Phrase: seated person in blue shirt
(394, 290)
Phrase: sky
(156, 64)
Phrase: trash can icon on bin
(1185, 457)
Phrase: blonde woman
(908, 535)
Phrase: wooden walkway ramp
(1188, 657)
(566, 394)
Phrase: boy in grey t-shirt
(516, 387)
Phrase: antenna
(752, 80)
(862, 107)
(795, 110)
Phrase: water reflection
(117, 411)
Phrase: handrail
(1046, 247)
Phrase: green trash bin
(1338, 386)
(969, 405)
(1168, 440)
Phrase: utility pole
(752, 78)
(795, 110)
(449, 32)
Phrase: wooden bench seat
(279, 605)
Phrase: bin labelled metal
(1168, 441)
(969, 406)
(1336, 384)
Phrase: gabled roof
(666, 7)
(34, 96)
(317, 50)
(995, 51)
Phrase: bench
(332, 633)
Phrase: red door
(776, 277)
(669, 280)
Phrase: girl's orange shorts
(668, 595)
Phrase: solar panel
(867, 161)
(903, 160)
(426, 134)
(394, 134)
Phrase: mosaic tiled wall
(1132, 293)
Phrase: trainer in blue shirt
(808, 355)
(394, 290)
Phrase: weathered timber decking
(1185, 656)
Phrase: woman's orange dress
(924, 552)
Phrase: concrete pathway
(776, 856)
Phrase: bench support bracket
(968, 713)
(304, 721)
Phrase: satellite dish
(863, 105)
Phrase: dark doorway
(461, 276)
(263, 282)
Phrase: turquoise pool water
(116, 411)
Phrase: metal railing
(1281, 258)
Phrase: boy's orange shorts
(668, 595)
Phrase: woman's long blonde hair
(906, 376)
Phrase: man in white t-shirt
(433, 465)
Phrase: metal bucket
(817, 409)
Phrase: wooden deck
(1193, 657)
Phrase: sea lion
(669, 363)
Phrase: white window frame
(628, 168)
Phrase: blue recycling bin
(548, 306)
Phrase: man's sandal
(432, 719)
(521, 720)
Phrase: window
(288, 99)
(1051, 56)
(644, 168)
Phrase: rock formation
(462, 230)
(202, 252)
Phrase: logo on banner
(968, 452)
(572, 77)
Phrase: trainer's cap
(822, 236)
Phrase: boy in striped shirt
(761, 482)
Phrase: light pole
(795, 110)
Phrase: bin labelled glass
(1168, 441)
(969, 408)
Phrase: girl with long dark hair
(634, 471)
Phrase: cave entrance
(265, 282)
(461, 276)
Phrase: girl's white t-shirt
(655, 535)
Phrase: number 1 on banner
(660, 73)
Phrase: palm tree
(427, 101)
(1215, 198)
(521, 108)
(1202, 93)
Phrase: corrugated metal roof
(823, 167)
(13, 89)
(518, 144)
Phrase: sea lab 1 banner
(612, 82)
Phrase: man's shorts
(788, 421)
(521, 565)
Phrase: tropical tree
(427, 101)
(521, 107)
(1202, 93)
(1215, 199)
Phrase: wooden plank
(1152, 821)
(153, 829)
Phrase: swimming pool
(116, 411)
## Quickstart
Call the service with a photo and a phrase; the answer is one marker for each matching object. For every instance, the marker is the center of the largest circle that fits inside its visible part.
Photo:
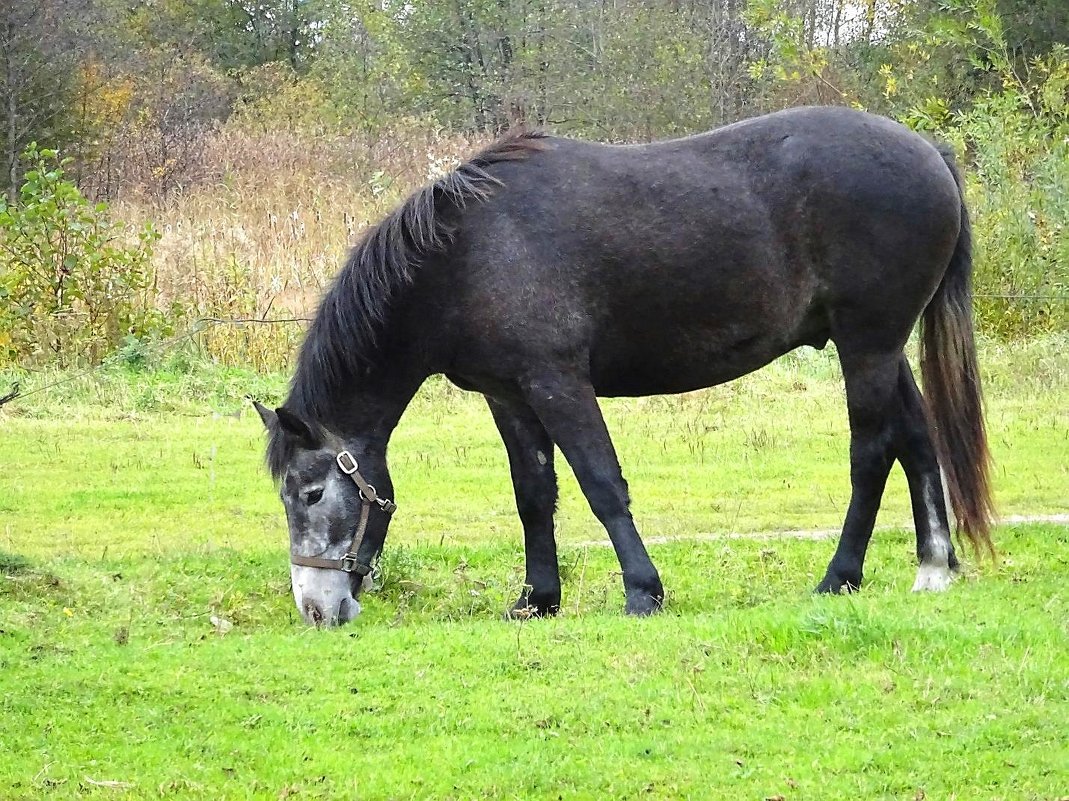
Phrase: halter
(350, 563)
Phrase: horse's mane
(342, 339)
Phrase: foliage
(72, 283)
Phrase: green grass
(134, 509)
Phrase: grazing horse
(546, 272)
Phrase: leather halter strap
(350, 563)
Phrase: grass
(137, 526)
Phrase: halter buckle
(349, 563)
(346, 462)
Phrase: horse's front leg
(530, 460)
(567, 405)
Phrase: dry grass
(267, 221)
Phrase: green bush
(73, 282)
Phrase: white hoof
(932, 579)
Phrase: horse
(547, 272)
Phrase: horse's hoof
(643, 604)
(526, 609)
(836, 585)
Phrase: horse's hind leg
(530, 460)
(872, 404)
(917, 456)
(568, 407)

______

» **PROBLEM STATEMENT**: Reproduce all of the records above verbatim, omitting the pictures from your answer.

» **RESPONSE TO THE EXERCISE**:
Phrase: seated person in blue shirt
(394, 290)
Phrase: sky
(156, 64)
Phrase: trash can icon on bin
(1185, 457)
Phrase: blonde woman
(908, 535)
Phrase: wooden walkway ramp
(1188, 657)
(566, 394)
Phrase: boy in grey t-shirt
(516, 387)
Phrase: antenna
(752, 80)
(862, 107)
(795, 110)
Phrase: water reflection
(117, 411)
Phrase: handrail
(1046, 247)
Phrase: green trash bin
(1338, 386)
(969, 405)
(1168, 440)
Phrase: utility pole
(752, 78)
(795, 110)
(449, 32)
Phrase: wooden bench seat
(279, 605)
Phrase: bin labelled metal
(1168, 441)
(969, 406)
(1336, 384)
Phrase: gabled roof
(666, 7)
(34, 96)
(317, 50)
(995, 51)
Phrase: bench
(332, 633)
Phrase: red door
(776, 277)
(669, 280)
Phrase: girl's orange shorts
(668, 595)
Phrase: solar panel
(867, 161)
(903, 160)
(426, 134)
(394, 134)
Phrase: mosaic tiled wall
(1132, 293)
Phrase: trainer in blue shirt
(808, 355)
(394, 290)
Phrase: weathered timber decking
(1185, 656)
Phrase: woman's orange dress
(924, 552)
Phrase: concrete pathway
(776, 856)
Phrase: bench support bracket
(968, 713)
(304, 721)
Phrase: satellite dish
(863, 105)
Phrase: dark doorway
(461, 276)
(263, 282)
Phrase: turquoise pool water
(116, 411)
Phrase: metal railing
(1281, 258)
Phrase: boy's orange shorts
(668, 595)
Phrase: woman's long blonde hair
(906, 376)
Phrase: man in white t-shirt
(433, 465)
Phrase: metal bucket
(817, 409)
Phrase: wooden deck
(1193, 657)
Phrase: sea lion
(669, 363)
Phrase: white window frame
(628, 168)
Phrase: blue recycling bin
(548, 306)
Phrase: man's sandal
(432, 719)
(521, 720)
Phrase: window
(288, 99)
(1051, 56)
(644, 168)
Phrase: rock formation
(462, 230)
(202, 252)
Phrase: logo on banner
(968, 452)
(572, 77)
Phrase: trainer's cap
(822, 236)
Phrase: boy in striped shirt
(761, 482)
Phrase: light pole
(795, 110)
Phrase: bin labelled glass
(1168, 441)
(969, 408)
Phrase: girl with long dark hair
(634, 471)
Phrase: cave entrance
(265, 282)
(461, 276)
Phrase: girl's white t-shirt
(655, 535)
Phrase: number 1 on banner
(660, 73)
Phrase: palm tree
(427, 101)
(1215, 198)
(521, 108)
(1202, 93)
Phrase: corrugated metal roof
(823, 167)
(13, 89)
(518, 144)
Phrase: sea lab 1 banner
(612, 82)
Phrase: man's shorts
(788, 421)
(521, 565)
Phrase: tropical tree
(427, 101)
(521, 107)
(1202, 93)
(1215, 199)
Phrase: wooden plank
(1152, 821)
(153, 829)
Phrase: swimming pool
(116, 411)
## Quickstart
Call the service with a photo and a phrase; the answer is one marker for each matching object. For every instance, the marker is the center of the largest circle that fits inside its visible part.
Photo:
Phrase: halter
(350, 563)
Phrase: horse's mane
(342, 339)
Phrase: foliage
(72, 283)
Phrase: green grass
(134, 509)
Phrase: grazing horse
(546, 272)
Phrase: leather halter strap
(350, 563)
Phrase: grass
(137, 526)
Phrase: halter buckle
(349, 563)
(346, 462)
Phrase: horse's front leg
(530, 460)
(567, 405)
Phrase: dry grass
(267, 221)
Phrase: green bush
(73, 282)
Phrase: white hoof
(932, 579)
Phrase: horse
(547, 272)
Phrase: horse's hoof
(643, 604)
(526, 609)
(836, 585)
Phrase: horse's hind leg
(530, 460)
(872, 404)
(917, 456)
(568, 407)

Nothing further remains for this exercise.